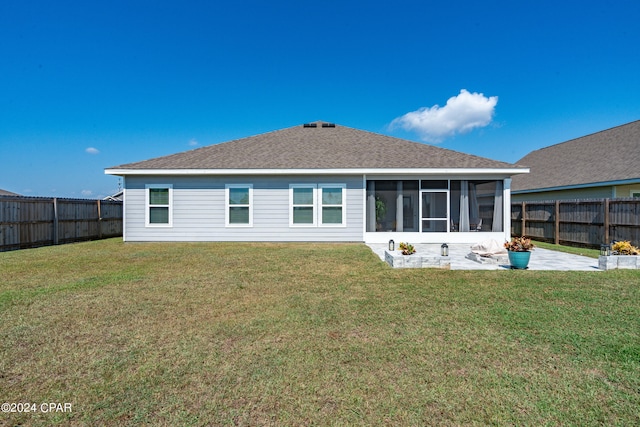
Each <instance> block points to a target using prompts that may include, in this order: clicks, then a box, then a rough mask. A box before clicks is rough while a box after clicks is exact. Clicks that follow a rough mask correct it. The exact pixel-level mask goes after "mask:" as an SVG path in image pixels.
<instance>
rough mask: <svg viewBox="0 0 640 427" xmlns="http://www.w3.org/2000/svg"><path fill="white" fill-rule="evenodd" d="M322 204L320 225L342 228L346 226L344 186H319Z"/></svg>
mask: <svg viewBox="0 0 640 427" xmlns="http://www.w3.org/2000/svg"><path fill="white" fill-rule="evenodd" d="M318 190H319V193H320V194H319V195H318V199H319V202H320V225H321V226H327V227H340V226H343V225H346V209H345V208H344V206H345V196H346V194H345V193H346V191H345V190H346V186H345V185H344V184H320V185H319V186H318Z"/></svg>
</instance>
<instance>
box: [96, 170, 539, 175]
mask: <svg viewBox="0 0 640 427" xmlns="http://www.w3.org/2000/svg"><path fill="white" fill-rule="evenodd" d="M104 173H105V174H106V175H119V176H125V175H489V174H493V175H501V176H511V175H516V174H521V173H529V168H505V169H500V168H437V169H434V168H420V169H401V168H399V169H364V168H363V169H118V168H111V169H105V171H104Z"/></svg>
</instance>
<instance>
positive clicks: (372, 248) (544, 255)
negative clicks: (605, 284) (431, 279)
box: [368, 243, 602, 271]
mask: <svg viewBox="0 0 640 427" xmlns="http://www.w3.org/2000/svg"><path fill="white" fill-rule="evenodd" d="M368 246H369V247H370V248H371V250H372V251H373V252H374V253H375V254H376V255H378V257H379V258H380V259H381V260H382V262H385V250H386V249H387V245H385V244H375V243H372V244H369V245H368ZM414 246H415V248H416V253H417V254H427V255H433V256H438V255H440V245H432V244H415V245H414ZM470 252H471V245H468V244H450V245H449V258H450V264H451V270H509V269H510V266H509V263H508V262H507V263H504V264H502V263H501V264H489V263H480V262H476V261H473V260H470V259H467V258H466V256H467V255H468V254H469V253H470ZM529 270H549V271H602V270H600V269H599V268H598V260H597V259H595V258H589V257H586V256H580V255H572V254H568V253H564V252H557V251H551V250H548V249H541V248H536V249H535V250H534V251H533V252H532V253H531V261H530V262H529Z"/></svg>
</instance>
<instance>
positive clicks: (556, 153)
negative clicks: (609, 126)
mask: <svg viewBox="0 0 640 427" xmlns="http://www.w3.org/2000/svg"><path fill="white" fill-rule="evenodd" d="M518 164H521V165H524V166H527V167H530V168H531V172H530V173H529V174H527V175H517V176H514V177H513V181H512V184H511V190H512V191H514V192H515V191H524V190H533V189H543V188H554V187H567V186H573V185H583V184H592V183H603V182H612V181H623V180H629V179H640V120H638V121H635V122H631V123H628V124H626V125H622V126H618V127H614V128H611V129H607V130H604V131H601V132H598V133H594V134H591V135H587V136H583V137H581V138H577V139H572V140H570V141H566V142H563V143H560V144H556V145H552V146H550V147H546V148H542V149H540V150H536V151H532V152H531V153H529V154H527V155H526V156H525V157H523V158H522V159H520V160H519V161H518Z"/></svg>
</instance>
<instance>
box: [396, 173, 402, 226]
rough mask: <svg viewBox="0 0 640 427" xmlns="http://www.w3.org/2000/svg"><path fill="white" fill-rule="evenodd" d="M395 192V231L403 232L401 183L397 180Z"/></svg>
mask: <svg viewBox="0 0 640 427" xmlns="http://www.w3.org/2000/svg"><path fill="white" fill-rule="evenodd" d="M396 189H397V192H396V194H397V195H396V231H398V232H402V231H404V212H403V209H404V203H403V195H402V181H400V180H398V184H397V187H396Z"/></svg>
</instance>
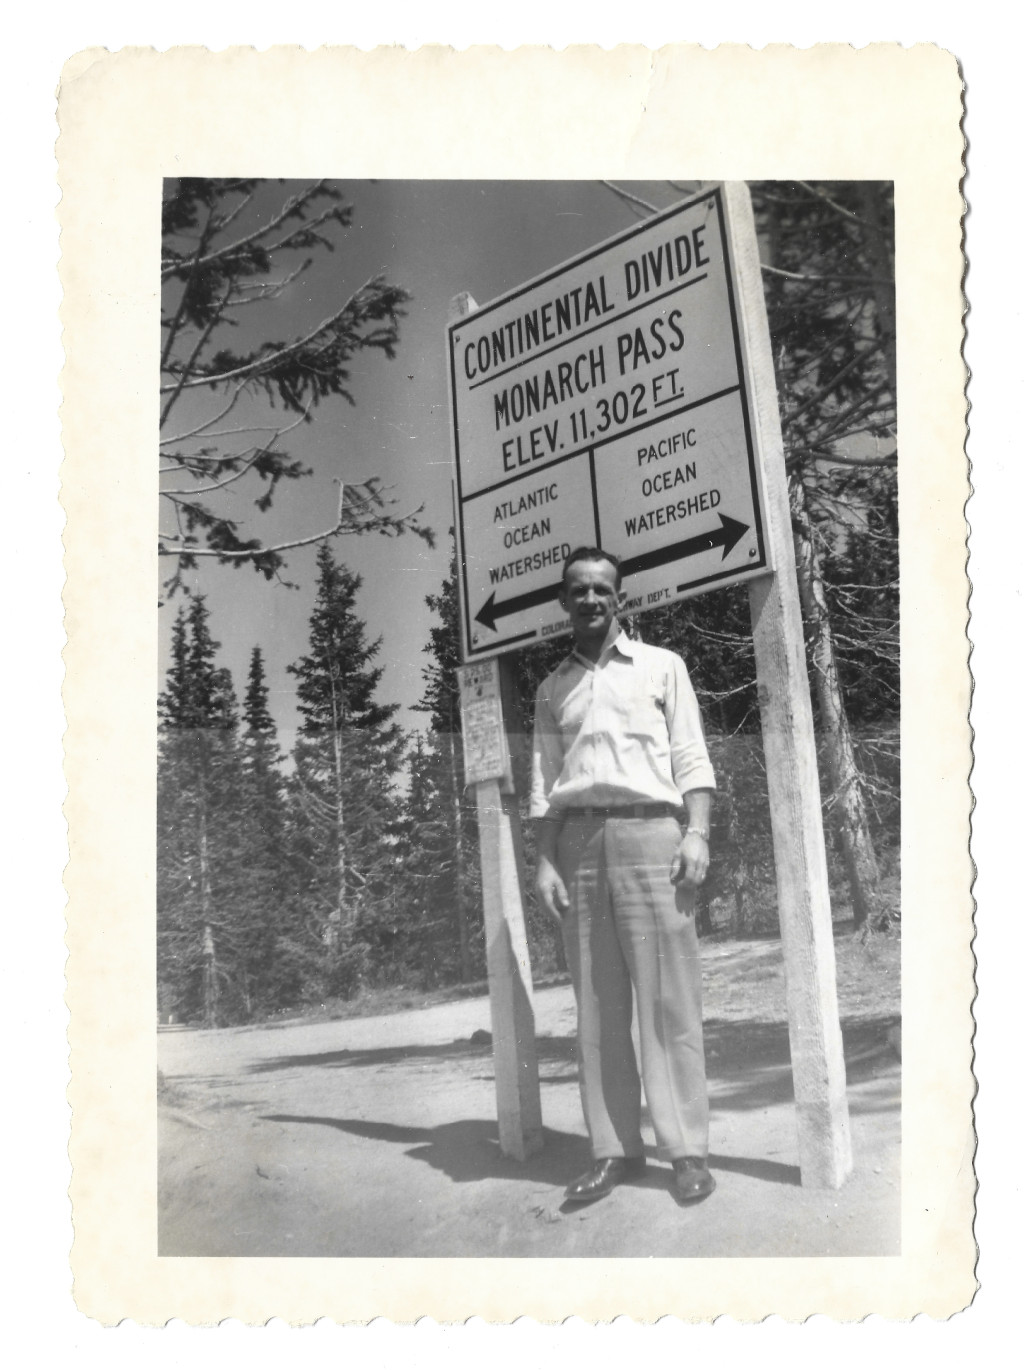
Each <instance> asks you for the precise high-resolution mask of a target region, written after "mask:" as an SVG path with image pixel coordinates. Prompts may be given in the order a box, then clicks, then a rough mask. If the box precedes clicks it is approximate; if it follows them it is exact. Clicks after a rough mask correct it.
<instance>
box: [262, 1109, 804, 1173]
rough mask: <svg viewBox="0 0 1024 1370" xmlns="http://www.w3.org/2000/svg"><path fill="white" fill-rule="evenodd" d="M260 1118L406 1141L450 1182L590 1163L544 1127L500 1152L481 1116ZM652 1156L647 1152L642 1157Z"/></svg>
mask: <svg viewBox="0 0 1024 1370" xmlns="http://www.w3.org/2000/svg"><path fill="white" fill-rule="evenodd" d="M262 1117H263V1121H266V1122H281V1123H308V1125H310V1126H315V1128H336V1129H337V1130H339V1132H347V1133H350V1134H351V1136H354V1137H365V1138H366V1140H369V1141H385V1143H391V1144H392V1145H399V1147H407V1148H409V1149H407V1151H406V1155H407V1156H410V1158H411V1159H414V1160H425V1162H426V1165H428V1166H432V1167H433V1169H435V1170H440V1171H443V1173H444V1174H446V1175H447V1177H448V1178H450V1180H451V1181H454V1182H455V1184H472V1182H476V1181H480V1180H526V1181H529V1182H531V1184H546V1185H552V1186H558V1188H562V1186H565V1185H568V1184H569V1182H570V1181H572V1180H574V1178H576V1177H577V1175H578V1174H581V1173H583V1171H584V1170H587V1167H588V1166H589V1163H591V1152H589V1145H588V1143H587V1138H585V1137H580V1136H577V1134H574V1133H568V1132H559V1130H557V1129H554V1128H544V1147H543V1149H541V1151H539V1152H536V1154H535V1155H533V1156H529V1158H528V1159H526V1160H514V1159H511V1158H510V1156H503V1155H502V1151H500V1147H499V1141H498V1123H496V1122H493V1121H491V1119H487V1118H463V1119H461V1121H459V1122H447V1123H441V1125H440V1126H437V1128H415V1126H410V1125H406V1123H393V1122H371V1121H369V1119H365V1118H319V1117H303V1115H295V1114H263V1115H262ZM651 1159H653V1158H651V1156H650V1155H648V1162H650V1160H651ZM709 1165H710V1166H711V1169H713V1170H721V1171H731V1173H733V1174H742V1175H750V1177H751V1178H754V1180H764V1181H768V1182H769V1184H783V1185H799V1182H801V1173H799V1169H798V1167H796V1166H787V1165H783V1163H780V1162H776V1160H759V1159H754V1158H747V1156H718V1155H714V1154H713V1155H711V1156H709ZM670 1181H672V1169H670V1167H669V1166H668V1165H666V1163H661V1165H658V1163H655V1165H648V1169H647V1173H646V1174H644V1175H643V1177H642V1178H636V1180H631V1181H628V1182H629V1184H631V1185H633V1186H639V1188H666V1186H668V1185H669V1184H670Z"/></svg>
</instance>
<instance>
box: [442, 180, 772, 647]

════════════════════

▶ _PROBLEM REQUIREMENTS_
Retype, exactly and in full, the lines above from the one containing "204L320 225L342 228L346" through the one containing "positive clicks: (556, 153)".

▶ _ANSWER AREA_
rough mask: <svg viewBox="0 0 640 427" xmlns="http://www.w3.org/2000/svg"><path fill="white" fill-rule="evenodd" d="M322 204L320 225L342 228L346 226L344 186H319Z"/></svg>
mask: <svg viewBox="0 0 640 427" xmlns="http://www.w3.org/2000/svg"><path fill="white" fill-rule="evenodd" d="M318 190H319V193H320V194H319V195H318V199H319V202H320V225H321V226H327V227H340V226H343V225H346V209H345V208H344V206H345V196H346V194H345V193H346V191H345V190H346V186H345V185H344V184H320V185H319V186H318Z"/></svg>
</instance>
<instance>
box: [96, 170, 539, 175]
mask: <svg viewBox="0 0 640 427" xmlns="http://www.w3.org/2000/svg"><path fill="white" fill-rule="evenodd" d="M104 173H105V174H106V175H119V176H125V175H489V174H493V175H501V176H511V175H516V174H521V173H529V168H505V169H500V168H437V169H434V168H420V169H401V168H399V169H364V168H363V169H118V168H111V169H105V171H104Z"/></svg>
</instance>
<instance>
positive clicks: (372, 248) (544, 255)
negative clicks: (605, 284) (431, 279)
box: [368, 243, 602, 271]
mask: <svg viewBox="0 0 640 427" xmlns="http://www.w3.org/2000/svg"><path fill="white" fill-rule="evenodd" d="M368 246H369V247H370V248H371V250H372V251H373V252H374V253H375V254H376V255H378V257H379V258H380V259H381V260H382V262H385V250H386V249H387V245H385V244H375V243H372V244H369V245H368ZM414 246H415V248H416V253H417V254H427V255H433V256H438V255H440V245H432V244H415V245H414ZM470 252H471V245H468V244H450V245H449V258H450V264H451V270H509V269H510V266H509V263H508V262H507V263H504V264H502V263H501V264H489V263H480V262H476V261H473V260H470V259H467V258H466V256H467V255H468V254H469V253H470ZM529 270H549V271H602V270H600V269H599V268H598V260H597V259H595V258H589V257H586V256H580V255H572V254H568V253H564V252H557V251H551V250H548V249H541V248H536V249H535V250H534V251H533V252H532V253H531V261H530V262H529Z"/></svg>
</instance>
<instance>
positive clicks: (556, 153)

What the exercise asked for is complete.